━━ Data listing ━━

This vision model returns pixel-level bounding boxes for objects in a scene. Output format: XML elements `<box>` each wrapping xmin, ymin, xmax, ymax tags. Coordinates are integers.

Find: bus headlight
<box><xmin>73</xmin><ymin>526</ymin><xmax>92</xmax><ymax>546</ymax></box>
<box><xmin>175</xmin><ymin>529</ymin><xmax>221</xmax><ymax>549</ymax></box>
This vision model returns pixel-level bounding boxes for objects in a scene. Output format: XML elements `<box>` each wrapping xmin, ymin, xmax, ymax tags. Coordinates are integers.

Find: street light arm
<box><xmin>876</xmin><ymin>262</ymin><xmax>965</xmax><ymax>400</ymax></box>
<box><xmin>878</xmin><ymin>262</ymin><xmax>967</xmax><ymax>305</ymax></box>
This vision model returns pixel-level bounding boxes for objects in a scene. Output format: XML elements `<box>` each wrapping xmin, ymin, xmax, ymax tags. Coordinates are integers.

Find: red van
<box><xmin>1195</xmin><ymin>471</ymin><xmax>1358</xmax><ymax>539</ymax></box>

━━━

Exercise details ▸
Keeping every line exactly as it is, retype the entries shown above.

Response to the exercise ▸
This vision model returns pixel-level bounding boxes for objects in a scene. Output format: XML elements `<box>` each wrapping xmin, ymin, xmax, ymax tags. Coordinates are integers.

Find: bus headlight
<box><xmin>73</xmin><ymin>526</ymin><xmax>92</xmax><ymax>546</ymax></box>
<box><xmin>175</xmin><ymin>529</ymin><xmax>221</xmax><ymax>549</ymax></box>
This vision model returns pixel-level bounding boxes for objects in a scene. Output format: XML elements `<box>` each wrapping xmin, ymin, xmax, ymax tags. Coordinates are integers.

Find: street light arm
<box><xmin>876</xmin><ymin>262</ymin><xmax>965</xmax><ymax>400</ymax></box>
<box><xmin>878</xmin><ymin>262</ymin><xmax>967</xmax><ymax>305</ymax></box>
This vision model returns pixel-level bounding boxes for objects in a scene. Output format: XML elements `<box>` each wrapping xmin, ymin, xmax, ymax tags. Coordinates are integers.

Find: red van
<box><xmin>1195</xmin><ymin>471</ymin><xmax>1358</xmax><ymax>539</ymax></box>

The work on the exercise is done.